§ Work to complete
Please repeat exactly the lines below from the one containing "For the corridor-flow" down to the one containing "Provide the coordinates", both included, and nothing else.
BEGIN Data shown
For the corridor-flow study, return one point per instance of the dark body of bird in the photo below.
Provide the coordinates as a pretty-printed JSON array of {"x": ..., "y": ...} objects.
END Data shown
BEGIN Data shown
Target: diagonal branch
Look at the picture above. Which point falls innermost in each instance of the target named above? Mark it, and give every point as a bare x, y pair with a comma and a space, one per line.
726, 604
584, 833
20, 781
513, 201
END Data shown
§ Solution
For the corridor-flow study, return one point per instance of the dark body of bird in the photo below.
Provide the coordinates as a pretty-printed JSON array of {"x": ..., "y": ...} objects.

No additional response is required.